>> start WORKING DATA
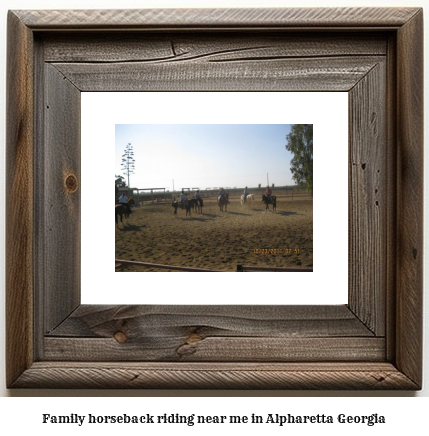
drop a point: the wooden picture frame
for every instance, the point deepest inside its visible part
(373, 342)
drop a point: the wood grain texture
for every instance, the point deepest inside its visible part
(111, 375)
(326, 347)
(217, 18)
(61, 198)
(368, 202)
(214, 333)
(330, 74)
(20, 188)
(409, 273)
(227, 46)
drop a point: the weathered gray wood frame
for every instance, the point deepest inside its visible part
(373, 342)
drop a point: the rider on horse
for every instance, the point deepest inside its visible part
(222, 193)
(269, 193)
(123, 199)
(183, 198)
(246, 193)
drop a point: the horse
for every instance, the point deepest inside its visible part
(176, 204)
(223, 201)
(249, 199)
(193, 204)
(200, 204)
(267, 202)
(122, 210)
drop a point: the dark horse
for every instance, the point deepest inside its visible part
(122, 210)
(176, 204)
(200, 204)
(223, 201)
(267, 202)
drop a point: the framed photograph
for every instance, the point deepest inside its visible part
(58, 60)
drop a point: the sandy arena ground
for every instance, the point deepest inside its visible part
(219, 240)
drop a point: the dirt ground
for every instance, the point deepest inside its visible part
(219, 240)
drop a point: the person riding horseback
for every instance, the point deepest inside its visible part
(222, 193)
(123, 199)
(245, 194)
(269, 194)
(183, 199)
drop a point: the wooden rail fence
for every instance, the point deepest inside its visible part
(119, 265)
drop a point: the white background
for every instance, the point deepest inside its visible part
(405, 414)
(328, 112)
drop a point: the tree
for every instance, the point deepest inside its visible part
(300, 143)
(128, 162)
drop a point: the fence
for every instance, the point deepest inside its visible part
(119, 265)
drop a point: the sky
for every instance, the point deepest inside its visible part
(205, 155)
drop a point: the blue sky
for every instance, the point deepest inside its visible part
(205, 155)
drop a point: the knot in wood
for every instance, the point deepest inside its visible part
(71, 183)
(120, 337)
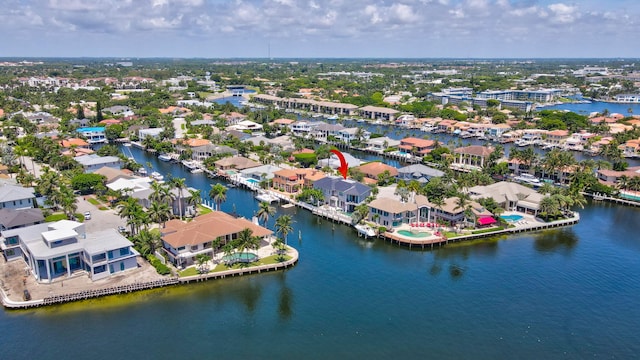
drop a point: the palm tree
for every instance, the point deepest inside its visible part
(201, 260)
(246, 240)
(132, 211)
(194, 199)
(159, 212)
(265, 211)
(179, 183)
(218, 194)
(284, 226)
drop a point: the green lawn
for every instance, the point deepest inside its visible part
(273, 259)
(189, 272)
(203, 210)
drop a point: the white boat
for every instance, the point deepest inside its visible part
(266, 197)
(157, 176)
(365, 230)
(164, 157)
(527, 179)
(189, 164)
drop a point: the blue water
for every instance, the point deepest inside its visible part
(596, 106)
(569, 293)
(511, 218)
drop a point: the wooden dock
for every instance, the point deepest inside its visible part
(431, 243)
(123, 289)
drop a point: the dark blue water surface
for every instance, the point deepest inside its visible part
(567, 293)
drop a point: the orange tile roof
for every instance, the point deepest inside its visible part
(208, 227)
(66, 143)
(417, 142)
(376, 168)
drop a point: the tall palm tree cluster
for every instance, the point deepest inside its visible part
(58, 191)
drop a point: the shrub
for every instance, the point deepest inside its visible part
(161, 268)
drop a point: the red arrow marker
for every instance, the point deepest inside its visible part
(344, 168)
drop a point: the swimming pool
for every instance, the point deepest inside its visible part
(512, 218)
(240, 257)
(410, 234)
(629, 196)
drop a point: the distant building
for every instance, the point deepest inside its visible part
(64, 249)
(16, 197)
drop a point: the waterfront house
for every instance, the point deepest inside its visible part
(418, 172)
(179, 201)
(351, 134)
(94, 135)
(16, 197)
(381, 144)
(374, 169)
(245, 125)
(612, 177)
(471, 158)
(416, 146)
(557, 137)
(259, 173)
(93, 162)
(294, 180)
(333, 162)
(14, 219)
(378, 113)
(631, 148)
(233, 118)
(64, 249)
(119, 110)
(303, 128)
(390, 212)
(150, 132)
(235, 163)
(510, 196)
(495, 131)
(201, 149)
(182, 242)
(454, 215)
(578, 141)
(81, 123)
(112, 174)
(342, 194)
(326, 132)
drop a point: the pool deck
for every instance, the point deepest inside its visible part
(526, 224)
(414, 241)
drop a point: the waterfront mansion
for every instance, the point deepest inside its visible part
(63, 248)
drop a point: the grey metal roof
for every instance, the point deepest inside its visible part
(10, 192)
(10, 218)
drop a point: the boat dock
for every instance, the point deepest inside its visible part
(442, 241)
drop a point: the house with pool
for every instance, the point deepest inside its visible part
(391, 213)
(182, 241)
(510, 196)
(63, 249)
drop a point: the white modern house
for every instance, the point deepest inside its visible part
(16, 197)
(93, 162)
(63, 249)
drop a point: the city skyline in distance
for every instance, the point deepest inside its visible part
(320, 29)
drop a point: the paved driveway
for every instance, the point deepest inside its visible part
(100, 219)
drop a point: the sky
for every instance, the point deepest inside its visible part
(320, 28)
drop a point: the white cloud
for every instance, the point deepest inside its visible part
(563, 13)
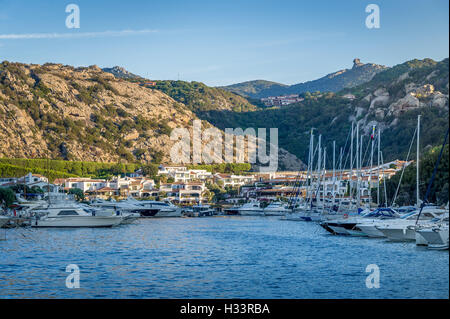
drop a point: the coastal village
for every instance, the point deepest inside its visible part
(184, 186)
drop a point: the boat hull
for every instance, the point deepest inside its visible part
(399, 234)
(371, 231)
(77, 221)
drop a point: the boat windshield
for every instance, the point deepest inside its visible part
(382, 213)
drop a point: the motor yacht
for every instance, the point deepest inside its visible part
(3, 220)
(371, 229)
(202, 211)
(72, 216)
(248, 209)
(122, 208)
(406, 231)
(349, 225)
(160, 208)
(276, 209)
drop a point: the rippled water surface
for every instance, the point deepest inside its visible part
(217, 257)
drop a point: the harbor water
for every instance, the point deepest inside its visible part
(215, 257)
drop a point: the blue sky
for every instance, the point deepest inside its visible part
(224, 42)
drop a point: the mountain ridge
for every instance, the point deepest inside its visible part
(332, 82)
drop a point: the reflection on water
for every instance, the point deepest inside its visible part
(218, 257)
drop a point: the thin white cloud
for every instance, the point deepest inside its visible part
(73, 35)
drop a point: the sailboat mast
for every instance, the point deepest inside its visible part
(351, 169)
(357, 165)
(323, 178)
(417, 164)
(371, 166)
(334, 170)
(311, 168)
(378, 164)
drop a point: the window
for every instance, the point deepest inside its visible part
(67, 213)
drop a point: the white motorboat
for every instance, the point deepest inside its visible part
(304, 215)
(406, 231)
(350, 225)
(160, 209)
(199, 211)
(3, 220)
(276, 209)
(248, 209)
(371, 228)
(435, 236)
(123, 208)
(73, 217)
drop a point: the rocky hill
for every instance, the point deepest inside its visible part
(391, 100)
(87, 114)
(121, 73)
(333, 82)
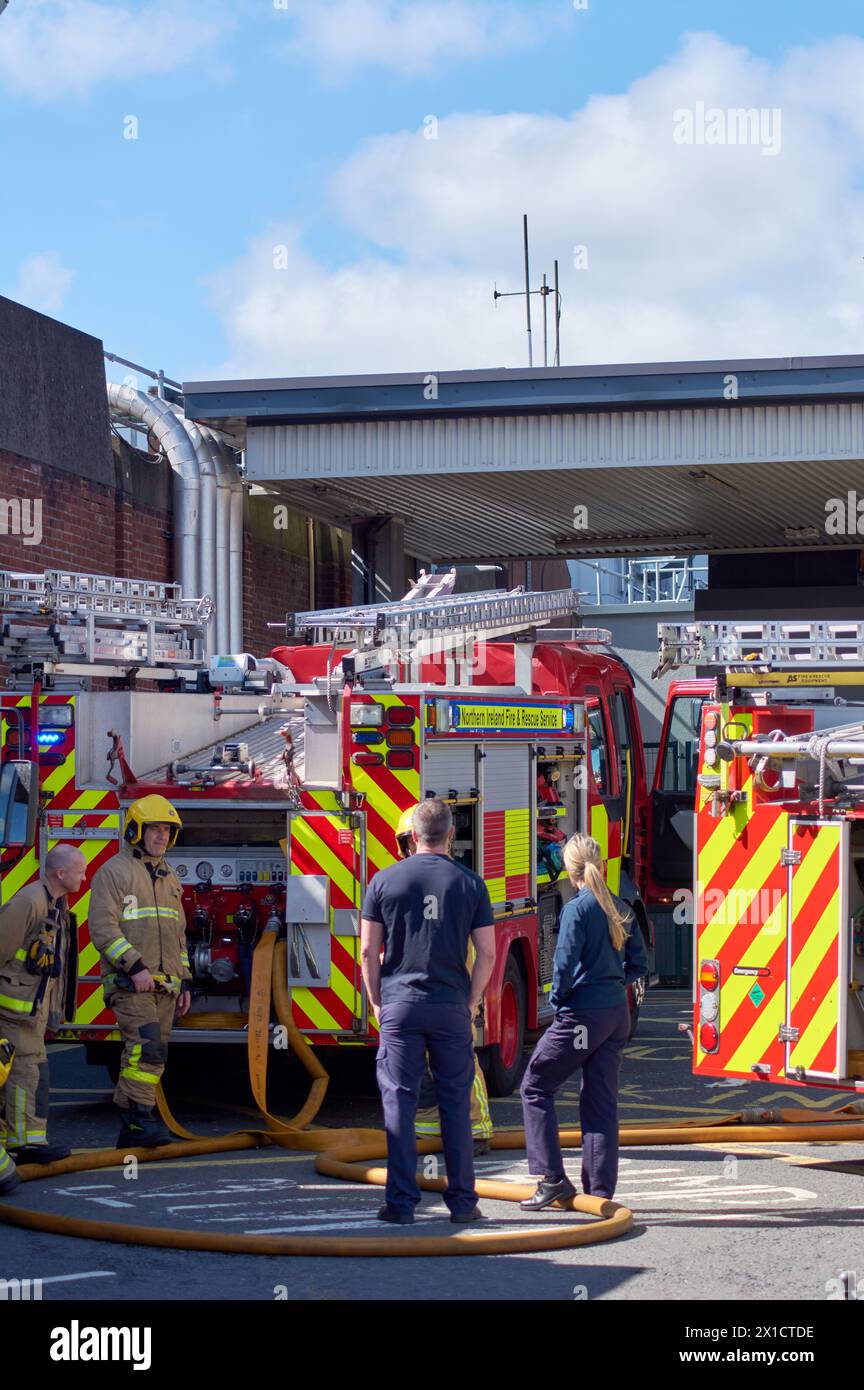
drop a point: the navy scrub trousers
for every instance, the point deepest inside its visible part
(553, 1062)
(407, 1030)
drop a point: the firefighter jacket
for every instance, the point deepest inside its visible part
(22, 994)
(138, 920)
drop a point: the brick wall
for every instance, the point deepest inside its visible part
(85, 526)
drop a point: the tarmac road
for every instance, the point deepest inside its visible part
(720, 1222)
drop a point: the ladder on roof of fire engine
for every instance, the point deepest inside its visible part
(791, 651)
(99, 620)
(404, 633)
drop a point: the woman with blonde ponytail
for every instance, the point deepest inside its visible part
(599, 952)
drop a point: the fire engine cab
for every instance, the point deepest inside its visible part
(291, 774)
(778, 851)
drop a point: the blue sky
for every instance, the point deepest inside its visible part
(293, 135)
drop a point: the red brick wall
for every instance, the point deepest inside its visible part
(85, 526)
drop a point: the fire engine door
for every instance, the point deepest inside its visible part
(817, 959)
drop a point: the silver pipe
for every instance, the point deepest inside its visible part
(234, 546)
(172, 438)
(835, 748)
(222, 523)
(207, 512)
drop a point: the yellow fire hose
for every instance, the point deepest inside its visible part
(352, 1153)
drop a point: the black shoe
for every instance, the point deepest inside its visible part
(549, 1193)
(39, 1153)
(142, 1129)
(10, 1183)
(466, 1218)
(395, 1216)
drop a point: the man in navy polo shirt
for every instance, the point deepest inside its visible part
(422, 912)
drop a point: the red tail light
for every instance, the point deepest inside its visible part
(709, 975)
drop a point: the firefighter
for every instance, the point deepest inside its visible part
(428, 1119)
(139, 927)
(38, 987)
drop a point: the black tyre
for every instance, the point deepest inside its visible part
(503, 1061)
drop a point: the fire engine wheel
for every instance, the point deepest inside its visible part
(502, 1061)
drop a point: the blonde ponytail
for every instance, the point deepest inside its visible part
(584, 863)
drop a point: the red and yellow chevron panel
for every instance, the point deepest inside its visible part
(507, 854)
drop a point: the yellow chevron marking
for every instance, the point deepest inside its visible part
(763, 1032)
(90, 1009)
(825, 1018)
(309, 1001)
(20, 875)
(741, 895)
(517, 844)
(599, 827)
(322, 855)
(341, 984)
(90, 801)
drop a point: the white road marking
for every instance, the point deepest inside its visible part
(86, 1273)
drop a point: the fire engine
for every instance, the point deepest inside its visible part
(291, 774)
(778, 851)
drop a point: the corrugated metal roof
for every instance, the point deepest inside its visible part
(629, 510)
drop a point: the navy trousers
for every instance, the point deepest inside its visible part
(407, 1032)
(589, 1040)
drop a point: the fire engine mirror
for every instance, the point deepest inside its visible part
(18, 804)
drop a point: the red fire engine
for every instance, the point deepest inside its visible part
(291, 776)
(779, 852)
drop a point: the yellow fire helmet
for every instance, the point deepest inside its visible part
(150, 811)
(406, 822)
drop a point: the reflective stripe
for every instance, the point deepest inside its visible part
(118, 948)
(15, 1005)
(134, 1073)
(136, 913)
(18, 1121)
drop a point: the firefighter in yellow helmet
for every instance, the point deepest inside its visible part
(38, 986)
(428, 1119)
(139, 927)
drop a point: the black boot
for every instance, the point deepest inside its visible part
(140, 1127)
(550, 1190)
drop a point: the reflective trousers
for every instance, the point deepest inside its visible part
(145, 1022)
(428, 1119)
(25, 1096)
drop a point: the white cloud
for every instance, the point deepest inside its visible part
(43, 282)
(699, 250)
(50, 49)
(409, 35)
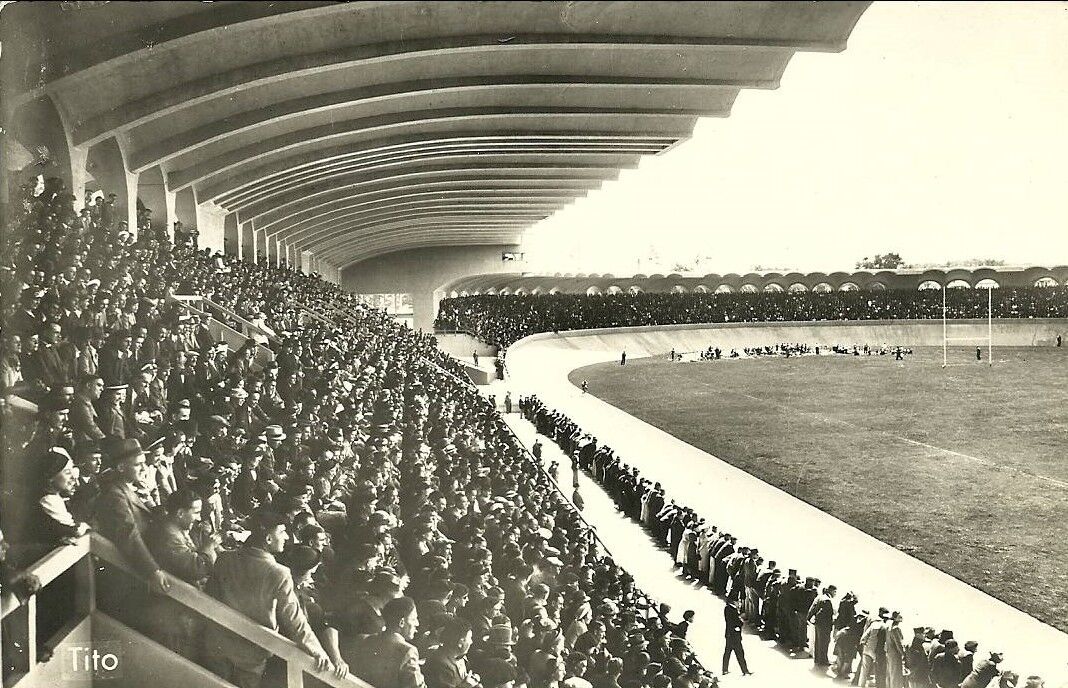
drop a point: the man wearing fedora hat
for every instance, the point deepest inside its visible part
(123, 518)
(446, 667)
(389, 659)
(83, 416)
(250, 580)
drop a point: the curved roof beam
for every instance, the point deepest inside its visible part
(178, 177)
(533, 212)
(169, 102)
(294, 200)
(354, 244)
(455, 160)
(702, 93)
(295, 158)
(443, 189)
(331, 168)
(815, 26)
(454, 235)
(350, 209)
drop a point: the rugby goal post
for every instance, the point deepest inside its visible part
(989, 339)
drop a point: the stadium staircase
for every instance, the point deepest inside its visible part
(60, 659)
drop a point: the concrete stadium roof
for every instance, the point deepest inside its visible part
(359, 128)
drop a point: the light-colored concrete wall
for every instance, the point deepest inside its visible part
(461, 345)
(656, 341)
(422, 272)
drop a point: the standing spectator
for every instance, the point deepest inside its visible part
(123, 518)
(821, 615)
(895, 653)
(916, 661)
(847, 641)
(945, 667)
(984, 673)
(732, 634)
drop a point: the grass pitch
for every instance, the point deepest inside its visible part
(963, 467)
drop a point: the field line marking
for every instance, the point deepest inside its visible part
(985, 462)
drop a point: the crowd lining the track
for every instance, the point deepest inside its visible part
(505, 319)
(351, 493)
(788, 349)
(795, 611)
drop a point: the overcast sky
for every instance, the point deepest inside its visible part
(941, 133)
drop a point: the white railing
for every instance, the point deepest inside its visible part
(81, 556)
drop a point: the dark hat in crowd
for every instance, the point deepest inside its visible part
(55, 462)
(500, 635)
(301, 559)
(52, 405)
(87, 448)
(154, 443)
(497, 672)
(126, 449)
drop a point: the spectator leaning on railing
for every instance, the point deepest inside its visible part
(358, 440)
(780, 607)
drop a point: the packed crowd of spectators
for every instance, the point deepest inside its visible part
(505, 319)
(800, 612)
(352, 493)
(787, 349)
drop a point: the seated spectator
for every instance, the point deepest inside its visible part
(446, 667)
(250, 580)
(171, 542)
(121, 515)
(388, 659)
(55, 525)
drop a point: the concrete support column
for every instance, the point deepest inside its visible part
(231, 235)
(79, 176)
(106, 163)
(248, 245)
(152, 191)
(185, 209)
(171, 203)
(210, 223)
(260, 245)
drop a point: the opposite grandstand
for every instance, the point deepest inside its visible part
(305, 377)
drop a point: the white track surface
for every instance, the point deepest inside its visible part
(786, 529)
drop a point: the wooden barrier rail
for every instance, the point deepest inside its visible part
(81, 554)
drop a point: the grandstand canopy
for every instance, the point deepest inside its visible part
(355, 129)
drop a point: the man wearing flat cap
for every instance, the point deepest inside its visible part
(112, 410)
(250, 580)
(122, 517)
(55, 525)
(83, 416)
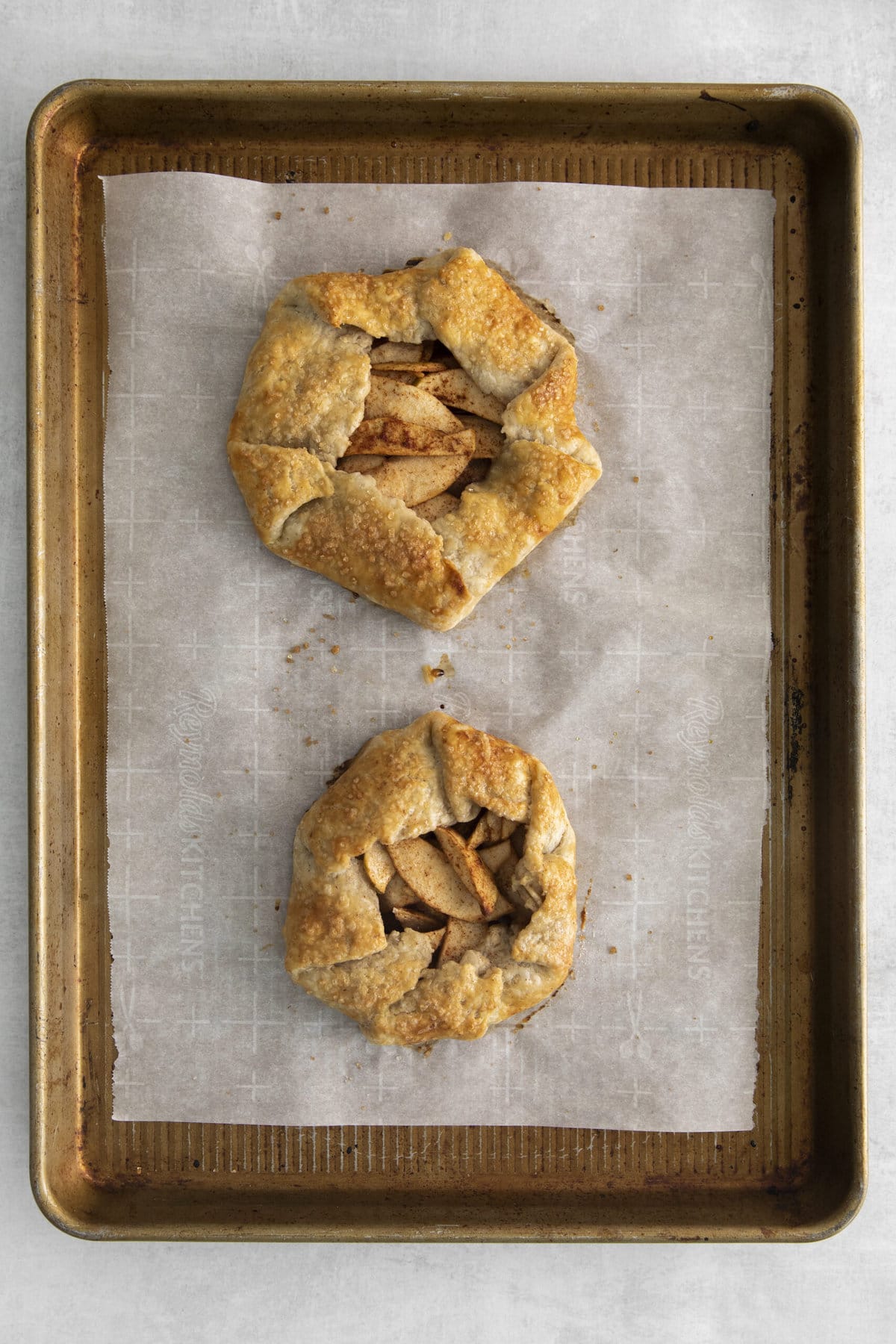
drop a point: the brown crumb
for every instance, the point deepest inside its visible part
(444, 668)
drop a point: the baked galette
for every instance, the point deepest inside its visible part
(413, 435)
(435, 886)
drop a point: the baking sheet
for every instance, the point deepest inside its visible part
(630, 653)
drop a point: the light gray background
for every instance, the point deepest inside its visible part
(54, 1288)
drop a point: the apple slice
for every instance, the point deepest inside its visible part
(396, 438)
(491, 828)
(455, 388)
(437, 507)
(461, 937)
(433, 880)
(469, 867)
(417, 479)
(399, 401)
(378, 866)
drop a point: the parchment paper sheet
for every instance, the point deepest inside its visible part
(630, 653)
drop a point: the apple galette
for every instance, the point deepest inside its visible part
(413, 435)
(433, 886)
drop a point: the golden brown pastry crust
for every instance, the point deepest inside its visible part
(405, 784)
(304, 393)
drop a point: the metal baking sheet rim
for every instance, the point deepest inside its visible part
(87, 1176)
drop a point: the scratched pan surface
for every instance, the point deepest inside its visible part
(801, 1172)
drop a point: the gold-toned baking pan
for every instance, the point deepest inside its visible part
(801, 1172)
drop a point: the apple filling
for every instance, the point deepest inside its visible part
(428, 430)
(460, 882)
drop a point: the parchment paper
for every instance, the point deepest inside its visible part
(630, 653)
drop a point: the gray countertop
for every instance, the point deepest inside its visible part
(53, 1287)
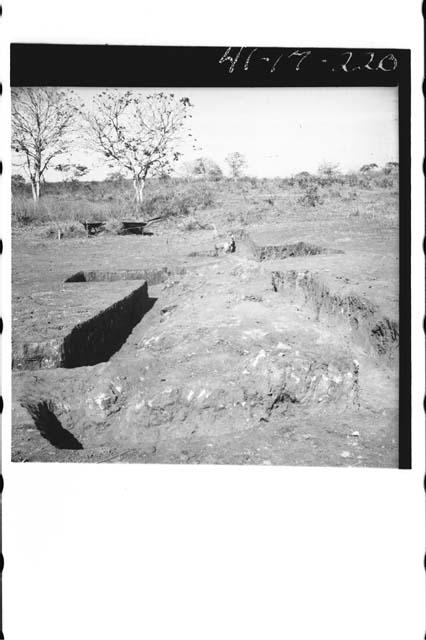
>> end WORKING DATA
Reproduce every line of the listing from the line holding "drop a point: the parchment paper sheet" through the end of the listing, inclusive, keeping the requests unchanged but scaling each point coordinate by 0.95 and rounding it to a whole number, with halves rounded up. Omit the pictures from your reproduction.

TASK OUTPUT:
drop a point: the parchment paper sheet
for every instance, the point deepest inside its visible part
(599, 620)
drop a point: the apple galette
for every instance, the point deepest inside its visible part
(392, 413)
(411, 842)
drop a point: the golden brown pastry crust
for every instance, the point deepest inside its visible part
(385, 745)
(289, 373)
drop a point: the metal baking sheet rim
for every instance, the point deepest inside its visible part
(83, 1117)
drop a point: the scratched pan surface
for every instance, the point deepest inside its visible part
(761, 1113)
drop a point: the gold-toned baking pan
for every instance, the point deepest inside its visible part
(761, 1113)
drop a point: the apple filling
for every instance, the point deepest inside its visible part
(407, 409)
(437, 838)
drop a point: the parchment paper
for every instance, the point deepest inside its visible part
(599, 620)
drop a point: the gray countertop
for every instance, the point deepest inside its visible part
(50, 1223)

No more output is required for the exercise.